Page extract ▸
◇ ◇ ◇

I find this to be soul searching literature. This is the philosophy by which I live my life. Hence, my love of a falling leaf. Although that alone doesn’t summarize the depths of that simple thought/phrase. That ‘one’ leaf changed my life. I can only hope we all find a leaf of such magnitude. The proof of all things.

Saul Bellow, along with using a bit of Johann Wolfgang von Goethe’s poetry, masterfully lays out a path for any individual to break down happiness and how to apply it, if so inclined. It’s not the things, certainly NOT the things, we buy and stuff into our already full garages to show to our ‘friends’ just how far we’ve made it; at a very young age I realized just how fake that was while watching adults parade their facades.

As an adult I’ve found that writing is not only my outlet, but a space for my soul to become tangible. Whether my writing is any good or not, well that’s not for me to decide, but I will write. And I will read literature that touches my heart and forces me to look from the page and dive into my thoughts while staring at a blank wall and processing what I’ve just learned.

I wish you all the best,

Matt

I’m thankful for the support so many of you have so unselfishly given me.

poetry

there’s no definition
I care for

you write
what comes

and there it is

and here we sit
or stand
or even walk while we read

some words stick inside you
some are just, gone

some come back again

it’s not for everyone
but, sitting near a window overlooking
an evergreen gently dancing in the wind
is just fine for me

-M. Taggart

 

for the love of books

I love to read.

Yesterday I purchased two used books from a very used bookstore
Hemingway and Steinbeck

I lazily tossed both on top of a shelf in my office
Maybe I’ll read them at the same time

One cubby hole down sits Bukowski
which happens to be next to a few books that I’m published in

and on the floor, near my right foot, The Unabridged
Edgar Allan Poe. That’s literally the name of the book

In back of my chair is a box that I have yet to completely unpack
In the box are a number of books, books, books.

On my desk sits Final Harvest, Emily Dickinson
It’s impossible for my person to become bored

oh, and I just found Papa, A Personal Memoir written by
Gregory H. Hemingway, M.D. in back of the monitor

I could clean my office but the life would be sucked out of the
otherwise very empty room

I don’t think I’ll do that. Hell, I haven’t even mentioned what’s in the dry sink.

◇ ◇ ◇

Dataset extract ▸

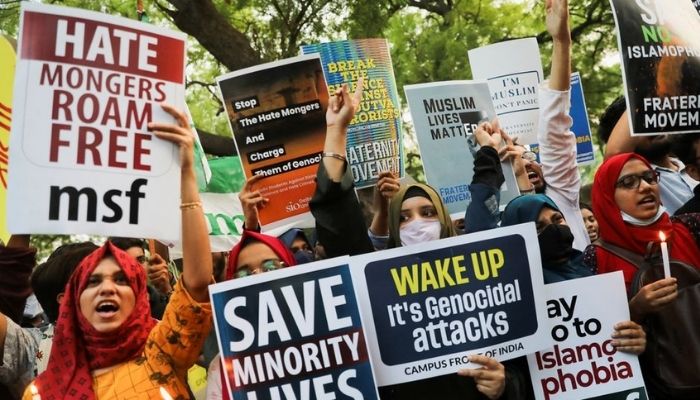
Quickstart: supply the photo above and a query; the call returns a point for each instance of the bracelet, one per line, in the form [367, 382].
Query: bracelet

◇ ◇ ◇

What the exercise asks ▸ Reproduce the lines of the blog post on books and poetry from "As an adult" to "unselfishly given me.". The material comes from a different source than the text.

Exercise solution ▸
As an adult I’ve found that writing is not only my outlet, but a space for my soul to become tangible. Whether my writing is any good or not, well that’s not for me to decide, but I will write. And I will read literature that touches my heart and forces me to look from the page and dive into my thoughts while staring at a blank wall and processing what I’ve just learned.

I wish you all the best,

Matt

I’m thankful for the support so many of you have so unselfishly given me.